DIRECTIONS FOR THIS TASK
Write out the listing exactly as it is given.

::::

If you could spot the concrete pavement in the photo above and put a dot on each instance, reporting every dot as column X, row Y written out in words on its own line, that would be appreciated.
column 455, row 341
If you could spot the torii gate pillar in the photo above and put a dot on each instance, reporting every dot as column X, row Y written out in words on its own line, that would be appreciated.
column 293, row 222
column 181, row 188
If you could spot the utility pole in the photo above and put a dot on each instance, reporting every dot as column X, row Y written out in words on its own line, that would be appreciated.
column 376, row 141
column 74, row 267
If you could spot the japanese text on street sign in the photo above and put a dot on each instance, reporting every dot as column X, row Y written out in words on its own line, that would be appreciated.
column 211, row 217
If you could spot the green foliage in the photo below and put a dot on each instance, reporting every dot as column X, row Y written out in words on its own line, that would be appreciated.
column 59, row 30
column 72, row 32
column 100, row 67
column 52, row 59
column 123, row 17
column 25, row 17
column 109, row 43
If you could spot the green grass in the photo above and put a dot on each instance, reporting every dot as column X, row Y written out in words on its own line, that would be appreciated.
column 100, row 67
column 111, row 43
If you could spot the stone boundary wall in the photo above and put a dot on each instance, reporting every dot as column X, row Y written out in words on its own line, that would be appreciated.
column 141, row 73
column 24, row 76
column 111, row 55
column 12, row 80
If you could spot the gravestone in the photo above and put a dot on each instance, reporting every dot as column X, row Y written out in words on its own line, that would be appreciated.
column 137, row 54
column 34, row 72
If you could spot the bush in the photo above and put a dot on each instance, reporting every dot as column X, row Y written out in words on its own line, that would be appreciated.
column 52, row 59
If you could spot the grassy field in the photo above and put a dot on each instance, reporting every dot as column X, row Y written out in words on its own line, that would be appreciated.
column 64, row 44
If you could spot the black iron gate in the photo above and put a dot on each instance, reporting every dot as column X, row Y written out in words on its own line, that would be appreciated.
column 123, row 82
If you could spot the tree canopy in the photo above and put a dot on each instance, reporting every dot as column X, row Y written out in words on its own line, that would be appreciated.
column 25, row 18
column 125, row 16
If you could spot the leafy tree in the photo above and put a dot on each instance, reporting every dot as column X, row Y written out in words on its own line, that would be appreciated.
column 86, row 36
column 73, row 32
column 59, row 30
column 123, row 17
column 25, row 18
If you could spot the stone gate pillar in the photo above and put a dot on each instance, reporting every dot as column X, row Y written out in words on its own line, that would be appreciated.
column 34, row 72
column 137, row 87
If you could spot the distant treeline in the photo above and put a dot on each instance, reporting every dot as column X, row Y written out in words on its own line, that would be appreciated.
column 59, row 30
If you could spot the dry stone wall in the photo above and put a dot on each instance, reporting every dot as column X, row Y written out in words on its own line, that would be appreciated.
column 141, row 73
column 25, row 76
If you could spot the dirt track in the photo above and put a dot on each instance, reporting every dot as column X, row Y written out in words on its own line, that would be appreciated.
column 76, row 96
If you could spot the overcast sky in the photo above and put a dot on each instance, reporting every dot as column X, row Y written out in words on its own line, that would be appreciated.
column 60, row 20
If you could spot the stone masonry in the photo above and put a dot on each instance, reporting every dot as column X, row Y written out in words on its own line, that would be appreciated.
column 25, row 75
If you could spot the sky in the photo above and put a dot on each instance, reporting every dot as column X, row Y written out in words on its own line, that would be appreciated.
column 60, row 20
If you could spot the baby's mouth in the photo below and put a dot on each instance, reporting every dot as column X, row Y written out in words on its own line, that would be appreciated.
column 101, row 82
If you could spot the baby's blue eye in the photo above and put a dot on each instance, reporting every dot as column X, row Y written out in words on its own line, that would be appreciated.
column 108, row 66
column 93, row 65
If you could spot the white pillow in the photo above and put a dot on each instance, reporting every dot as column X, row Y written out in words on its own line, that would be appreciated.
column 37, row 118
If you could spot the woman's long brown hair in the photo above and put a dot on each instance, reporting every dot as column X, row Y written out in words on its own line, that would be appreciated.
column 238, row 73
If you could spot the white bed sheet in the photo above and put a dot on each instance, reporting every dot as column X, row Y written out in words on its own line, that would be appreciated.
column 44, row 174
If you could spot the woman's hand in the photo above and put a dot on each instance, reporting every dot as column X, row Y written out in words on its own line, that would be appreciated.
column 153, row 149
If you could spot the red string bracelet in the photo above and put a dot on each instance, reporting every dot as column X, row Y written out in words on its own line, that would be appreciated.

::::

THE COMPLETED TASK
If you could spot the concrete pavement in the photo above and put a dot on each instance, reporting every dot as column X, row Y written out in words on its own line, that would be appreciated.
column 455, row 341
If you could spot the torii gate pillar in the photo above and put a dot on each instance, reporting every dot as column X, row Y written out in words on its own line, that would be appreciated.
column 293, row 222
column 181, row 188
If you could spot the utility pole in the photo above and put a dot on each instance, reporting every dot as column X, row Y written out in words on its own line, that would be appreciated.
column 376, row 141
column 74, row 267
If you could spot the japanese text on street sign in the photo above and put a dot on each instance, reporting every dot as column X, row Y written out in words on its own line, that would be appreciated.
column 211, row 217
If you could spot the green foliage in the photo below and put a dot on each instance, reporting every dot as column X, row Y written out in words on its own line, that would be appreciated.
column 59, row 30
column 72, row 32
column 100, row 67
column 52, row 59
column 123, row 17
column 25, row 17
column 109, row 43
If you could spot the green grass in the photo above and put a dot on each instance, reporting every dot as column X, row Y written out in words on its own line, that would be appreciated.
column 100, row 67
column 111, row 43
If you could spot the stone boundary wall in the photo above and put a dot on each instance, reporting every dot as column X, row Y written out in words on its own line, that would be appreciated.
column 141, row 73
column 24, row 76
column 111, row 55
column 12, row 80
If you could spot the gravestone in the photo above and put a dot on each instance, reporting every dot as column X, row Y written out in words on its own line, that would be appreciated.
column 137, row 54
column 34, row 72
If you could spot the bush in the photo above and put a dot on each instance, reporting every dot as column X, row Y written out in words on its own line, that would be appreciated.
column 52, row 59
If you could spot the grassy field in the photo above and put a dot on each instance, reporting every dot as column X, row Y written out in words on its own line, that would be appreciated.
column 64, row 44
If you could spot the black iron gate in the photo above and put a dot on each instance, reporting every dot as column X, row Y written out in words on its own line, that would be appreciated.
column 123, row 82
If you could spot the tree canopy in the photo above and put a dot on each instance, reporting every dot as column X, row Y written out in words on its own line, that would be appreciated.
column 25, row 18
column 125, row 16
If you could spot the leafy tree in the photo above and put a dot on each instance, reporting every dot as column X, row Y written out in words on its own line, that would be appreciated.
column 86, row 36
column 73, row 32
column 59, row 30
column 123, row 17
column 25, row 18
If you could spot the stone gate pillar in the photo above and put a dot on each instance, reporting every dot as column X, row Y written out in words on its own line, that would be appreciated.
column 34, row 72
column 137, row 87
If you could spot the distant treeline in the photo above and put a dot on each instance, reporting every dot as column X, row Y written out in words on its own line, that would be appreciated.
column 59, row 30
If you could spot the dry stone wall in the photo above and put a dot on each instance, reporting every dot as column X, row Y written out in words on its own line, that would be appreciated.
column 141, row 73
column 25, row 76
If you could spot the dirt track in the photo above and put a dot on each instance, reporting every dot as column X, row Y written out in words on its own line, that would be appreciated.
column 76, row 96
If you could spot the overcast sky in the photo above and put a dot on each instance, reporting every dot as column X, row Y written out in words on its own line, that would be appreciated.
column 60, row 20
If you could spot the stone masonry in the photo above and put a dot on each instance, reporting every dot as column X, row Y written out in words on its own line, that would be appreciated.
column 25, row 75
If you could spot the sky in the photo above and put a dot on each instance, reporting every dot as column X, row Y written out in words on its own line, that would be appreciated.
column 60, row 20
If you could spot the baby's mouth in the photo below and put a dot on each instance, reporting every dot as column X, row Y written out in words on its own line, that would be appreciated.
column 101, row 82
If you could spot the baby's blue eye in the photo above and put a dot on each instance, reporting every dot as column X, row Y written out in words on its own line, that would be appreciated.
column 108, row 66
column 93, row 65
If you could spot the white pillow in the photo above and put a dot on each instance, reporting every dot as column X, row Y written out in words on its own line, that would be appreciated.
column 37, row 118
If you could spot the woman's long brown hair in the photo above and put a dot on each instance, reporting every dot as column X, row Y written out in words on its own line, that would be appreciated.
column 238, row 73
If you could spot the white bed sheet in the photo above and put a dot on each instance, reporting every dot as column X, row Y written out in words on its own line, that would be appreciated.
column 44, row 174
If you could spot the woman's hand in the photo above and put a dot on each instance, reporting every dot as column X, row Y written out in words on its own line, that would be appreciated.
column 153, row 149
If you could spot the red string bracelet in the photo above and put a dot on each instance, reporting every dot as column X, row Y written out in words on its own line, that would be appreciated.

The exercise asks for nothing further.